## THE PROBLEM
Write down each of the records again, exactly and in full.

## MATERIAL FOR THIS TASK
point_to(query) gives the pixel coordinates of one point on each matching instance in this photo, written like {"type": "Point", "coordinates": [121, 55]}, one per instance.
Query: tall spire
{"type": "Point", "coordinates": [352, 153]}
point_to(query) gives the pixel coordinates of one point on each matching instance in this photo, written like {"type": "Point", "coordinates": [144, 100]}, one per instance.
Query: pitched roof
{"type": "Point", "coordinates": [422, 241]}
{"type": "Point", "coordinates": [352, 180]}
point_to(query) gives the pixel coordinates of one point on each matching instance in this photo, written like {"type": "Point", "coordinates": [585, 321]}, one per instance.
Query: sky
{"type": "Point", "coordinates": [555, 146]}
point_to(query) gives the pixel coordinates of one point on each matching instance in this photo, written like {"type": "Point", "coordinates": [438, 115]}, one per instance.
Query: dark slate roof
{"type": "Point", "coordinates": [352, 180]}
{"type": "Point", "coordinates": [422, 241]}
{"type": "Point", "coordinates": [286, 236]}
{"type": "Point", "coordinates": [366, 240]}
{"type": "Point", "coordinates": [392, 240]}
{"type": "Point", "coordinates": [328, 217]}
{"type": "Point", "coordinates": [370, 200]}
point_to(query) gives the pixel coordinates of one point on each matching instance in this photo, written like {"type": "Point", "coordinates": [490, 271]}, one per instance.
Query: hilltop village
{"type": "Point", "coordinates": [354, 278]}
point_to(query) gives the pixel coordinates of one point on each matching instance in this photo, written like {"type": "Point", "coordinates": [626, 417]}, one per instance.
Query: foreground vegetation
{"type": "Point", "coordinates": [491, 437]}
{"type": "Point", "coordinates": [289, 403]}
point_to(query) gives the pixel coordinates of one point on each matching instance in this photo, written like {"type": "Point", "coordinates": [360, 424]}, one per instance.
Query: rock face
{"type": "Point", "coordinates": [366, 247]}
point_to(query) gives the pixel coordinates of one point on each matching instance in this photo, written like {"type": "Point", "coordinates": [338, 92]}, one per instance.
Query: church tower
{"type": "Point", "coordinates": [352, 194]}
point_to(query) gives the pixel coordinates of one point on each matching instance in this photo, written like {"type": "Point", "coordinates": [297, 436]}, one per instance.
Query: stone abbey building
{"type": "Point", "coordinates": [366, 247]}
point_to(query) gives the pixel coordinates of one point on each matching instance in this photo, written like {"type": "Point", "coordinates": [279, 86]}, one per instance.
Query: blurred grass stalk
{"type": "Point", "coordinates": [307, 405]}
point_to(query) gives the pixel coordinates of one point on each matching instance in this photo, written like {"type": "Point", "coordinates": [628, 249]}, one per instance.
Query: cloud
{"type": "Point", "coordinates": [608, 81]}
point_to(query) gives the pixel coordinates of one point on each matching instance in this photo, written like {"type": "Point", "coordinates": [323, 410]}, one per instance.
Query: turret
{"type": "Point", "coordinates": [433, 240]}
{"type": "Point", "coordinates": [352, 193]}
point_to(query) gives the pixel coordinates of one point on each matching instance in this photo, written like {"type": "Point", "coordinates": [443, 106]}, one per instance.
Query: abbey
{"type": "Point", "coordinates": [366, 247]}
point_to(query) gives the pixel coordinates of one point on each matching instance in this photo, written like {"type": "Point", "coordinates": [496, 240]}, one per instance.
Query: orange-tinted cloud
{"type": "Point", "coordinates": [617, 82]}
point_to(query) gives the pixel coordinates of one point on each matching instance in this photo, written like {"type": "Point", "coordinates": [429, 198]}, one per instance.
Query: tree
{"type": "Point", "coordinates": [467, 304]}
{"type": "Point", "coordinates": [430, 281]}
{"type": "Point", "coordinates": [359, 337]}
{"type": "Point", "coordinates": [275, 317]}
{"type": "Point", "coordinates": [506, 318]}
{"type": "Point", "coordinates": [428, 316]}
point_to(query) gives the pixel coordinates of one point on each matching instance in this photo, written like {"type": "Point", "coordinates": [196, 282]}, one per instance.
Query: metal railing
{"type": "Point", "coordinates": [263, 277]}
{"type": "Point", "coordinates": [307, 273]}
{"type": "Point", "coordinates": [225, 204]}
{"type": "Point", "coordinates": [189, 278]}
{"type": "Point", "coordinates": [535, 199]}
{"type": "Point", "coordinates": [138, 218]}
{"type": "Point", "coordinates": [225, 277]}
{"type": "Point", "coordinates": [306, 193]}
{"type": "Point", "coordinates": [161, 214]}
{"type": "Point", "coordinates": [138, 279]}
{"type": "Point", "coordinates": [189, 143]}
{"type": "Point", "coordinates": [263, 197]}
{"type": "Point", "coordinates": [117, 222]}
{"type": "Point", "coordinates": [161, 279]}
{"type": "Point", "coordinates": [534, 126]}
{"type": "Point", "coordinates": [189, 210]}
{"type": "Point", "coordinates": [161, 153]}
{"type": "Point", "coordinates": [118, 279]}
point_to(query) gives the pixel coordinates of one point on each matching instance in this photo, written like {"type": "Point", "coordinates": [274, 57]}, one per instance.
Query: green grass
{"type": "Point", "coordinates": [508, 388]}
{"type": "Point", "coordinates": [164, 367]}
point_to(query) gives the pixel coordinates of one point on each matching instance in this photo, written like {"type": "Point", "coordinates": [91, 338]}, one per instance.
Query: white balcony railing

## EXERCISE OUTPUT
point_to(query) gives the pixel coordinates of one point on each matching instance in this photo, written like {"type": "Point", "coordinates": [121, 55]}, one per instance.
Query: tall spire
{"type": "Point", "coordinates": [352, 153]}
point_to(query) gives the pixel coordinates of one point on each matching instance in this photo, written like {"type": "Point", "coordinates": [144, 100]}, one per instance.
Query: pitched roof
{"type": "Point", "coordinates": [422, 241]}
{"type": "Point", "coordinates": [352, 180]}
point_to(query) gives the pixel coordinates of one point on each matching instance in this photo, written like {"type": "Point", "coordinates": [585, 321]}, one per instance.
Query: sky
{"type": "Point", "coordinates": [555, 146]}
point_to(query) gives the pixel coordinates of one point on each matching instance in this photo, written like {"type": "Point", "coordinates": [438, 115]}, one per instance.
Query: dark slate roof
{"type": "Point", "coordinates": [352, 180]}
{"type": "Point", "coordinates": [422, 241]}
{"type": "Point", "coordinates": [286, 236]}
{"type": "Point", "coordinates": [366, 240]}
{"type": "Point", "coordinates": [392, 240]}
{"type": "Point", "coordinates": [328, 217]}
{"type": "Point", "coordinates": [370, 200]}
point_to(query) gives the pixel coordinates of one point on each matching instance in this photo, written like {"type": "Point", "coordinates": [490, 271]}, one per instance.
Query: hilltop village
{"type": "Point", "coordinates": [354, 278]}
point_to(query) gives the pixel coordinates of one point on each matching instance in this photo, written like {"type": "Point", "coordinates": [626, 417]}, one per instance.
Query: foreground vegetation
{"type": "Point", "coordinates": [491, 437]}
{"type": "Point", "coordinates": [289, 403]}
point_to(query) gives the pixel coordinates of one point on each matching instance in this photo, written like {"type": "Point", "coordinates": [360, 424]}, one per instance.
Query: rock face
{"type": "Point", "coordinates": [366, 247]}
point_to(query) gives the pixel coordinates of one point on each matching instance in this photo, written like {"type": "Point", "coordinates": [338, 92]}, one per instance.
Query: church tower
{"type": "Point", "coordinates": [352, 194]}
point_to(query) gives the pixel coordinates of one point on each matching instance in this photo, written like {"type": "Point", "coordinates": [297, 436]}, one per instance.
Query: stone abbey building
{"type": "Point", "coordinates": [366, 247]}
point_to(query) gives the pixel coordinates of one point on each matching instance in this photo, written like {"type": "Point", "coordinates": [279, 86]}, one per instance.
Query: blurred grass stalk
{"type": "Point", "coordinates": [307, 405]}
point_to(query) gives the pixel coordinates of one point on each matching instance in this photo, written like {"type": "Point", "coordinates": [628, 249]}, one per instance.
Query: cloud
{"type": "Point", "coordinates": [608, 81]}
point_to(query) gives the pixel coordinates of one point on each matching instance in this photo, written like {"type": "Point", "coordinates": [323, 410]}, one per instance.
Query: turret
{"type": "Point", "coordinates": [433, 240]}
{"type": "Point", "coordinates": [352, 193]}
point_to(query) gives the pixel coordinates of one point on each matching instance in this photo, written like {"type": "Point", "coordinates": [443, 106]}, one per instance.
Query: abbey
{"type": "Point", "coordinates": [366, 247]}
point_to(query) gives the pixel coordinates of one point on each matching instance in this photo, written like {"type": "Point", "coordinates": [496, 240]}, one per instance.
Query: orange-tinted cloud
{"type": "Point", "coordinates": [617, 82]}
point_to(query) gives the pixel coordinates of one point on each matching instance in this photo, written like {"type": "Point", "coordinates": [429, 198]}, one per instance.
Query: tree
{"type": "Point", "coordinates": [467, 304]}
{"type": "Point", "coordinates": [430, 281]}
{"type": "Point", "coordinates": [359, 337]}
{"type": "Point", "coordinates": [275, 317]}
{"type": "Point", "coordinates": [506, 318]}
{"type": "Point", "coordinates": [428, 316]}
point_to(query) gives the pixel coordinates of one point on each matching instance in this photo, written like {"type": "Point", "coordinates": [196, 282]}, one per instance.
Query: metal railing
{"type": "Point", "coordinates": [263, 277]}
{"type": "Point", "coordinates": [307, 273]}
{"type": "Point", "coordinates": [225, 204]}
{"type": "Point", "coordinates": [189, 278]}
{"type": "Point", "coordinates": [535, 199]}
{"type": "Point", "coordinates": [138, 218]}
{"type": "Point", "coordinates": [225, 277]}
{"type": "Point", "coordinates": [306, 193]}
{"type": "Point", "coordinates": [161, 214]}
{"type": "Point", "coordinates": [138, 279]}
{"type": "Point", "coordinates": [189, 143]}
{"type": "Point", "coordinates": [263, 197]}
{"type": "Point", "coordinates": [117, 222]}
{"type": "Point", "coordinates": [161, 279]}
{"type": "Point", "coordinates": [534, 126]}
{"type": "Point", "coordinates": [189, 210]}
{"type": "Point", "coordinates": [161, 153]}
{"type": "Point", "coordinates": [118, 279]}
point_to(query) gives the pixel coordinates of one point on each matching instance in this photo, written like {"type": "Point", "coordinates": [274, 57]}, one per instance.
Query: green grass
{"type": "Point", "coordinates": [508, 388]}
{"type": "Point", "coordinates": [164, 367]}
point_to(query) gives the pixel coordinates of one point on each matching instance in this photo, written like {"type": "Point", "coordinates": [91, 338]}, one per instance.
Query: white balcony railing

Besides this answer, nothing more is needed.